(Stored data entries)
▽

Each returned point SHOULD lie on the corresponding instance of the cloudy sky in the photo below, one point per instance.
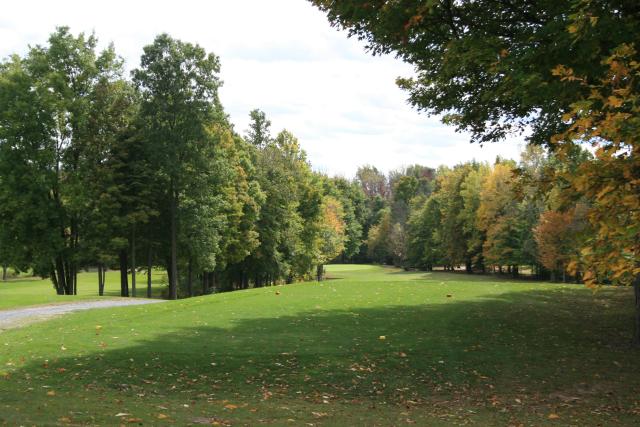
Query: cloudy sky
(283, 57)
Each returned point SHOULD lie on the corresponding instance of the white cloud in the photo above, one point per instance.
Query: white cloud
(282, 57)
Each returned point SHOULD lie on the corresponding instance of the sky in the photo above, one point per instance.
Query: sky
(282, 57)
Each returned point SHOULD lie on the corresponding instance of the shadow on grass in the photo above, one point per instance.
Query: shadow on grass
(525, 344)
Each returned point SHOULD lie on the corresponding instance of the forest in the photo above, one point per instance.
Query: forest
(103, 171)
(488, 292)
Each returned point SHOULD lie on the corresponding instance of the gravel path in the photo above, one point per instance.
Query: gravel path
(22, 316)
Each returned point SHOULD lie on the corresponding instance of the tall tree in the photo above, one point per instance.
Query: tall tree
(179, 88)
(46, 138)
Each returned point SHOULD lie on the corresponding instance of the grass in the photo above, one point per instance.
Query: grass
(25, 290)
(457, 349)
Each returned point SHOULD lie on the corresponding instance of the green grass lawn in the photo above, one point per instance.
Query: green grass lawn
(24, 291)
(457, 349)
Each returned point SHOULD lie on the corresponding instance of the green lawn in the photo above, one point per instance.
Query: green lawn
(457, 349)
(24, 291)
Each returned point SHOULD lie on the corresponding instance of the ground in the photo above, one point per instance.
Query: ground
(371, 346)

△

The task:
Could you output all the entries above exactly as written, leaving out the pictures?

Task solution:
Each returned point SHOULD lie on the corresponding instance of the cloudy sky in the photo below, one point per instance.
Query: cloudy sky
(283, 57)
Each returned point SHOULD lie on the corresponding instance of the white cloud in the photo above, one point per instance.
Query: white cloud
(282, 57)
Each returned point SHOULD lie on the corresponding instance of the sky in the photo above, one point per instance.
Query: sky
(282, 57)
Each returned point SHOULD lie on the corresponding instance of the shadow on grass in the photo above, one point per instance.
Query: shadow on grass
(525, 344)
Each returned point SHOULD lie on the corresponding instance of the forest in the photo above, one point per instance.
Query: forest
(103, 171)
(488, 292)
Each returned point SHOULD lie on the corresponding instance of the gravel path in the photo above, one point per instance.
Query: gravel path
(22, 316)
Each returned point SHOULD lie on the corresponding instance of the tall tree in the photo above, one point per instance.
Query: tall tree
(179, 88)
(46, 138)
Each returned point SHOULD lie on the corresponding instance of the grass in the photo above, one point per instance.
Query: grass
(25, 290)
(457, 349)
Each returned point SHOULD lie on the corresponding instance of the green grass lawn in the photo above, one point per instance.
Query: green grass lawn
(24, 291)
(457, 349)
Each returned point SHOULD lie on the corresponding instance of the green lawn in the photo above, one point per instance.
Query: green lawn
(457, 349)
(24, 291)
Each returned point SHOULD lie on the corresponding instance of the ground in the photo above, one point per instance.
Query: ground
(371, 346)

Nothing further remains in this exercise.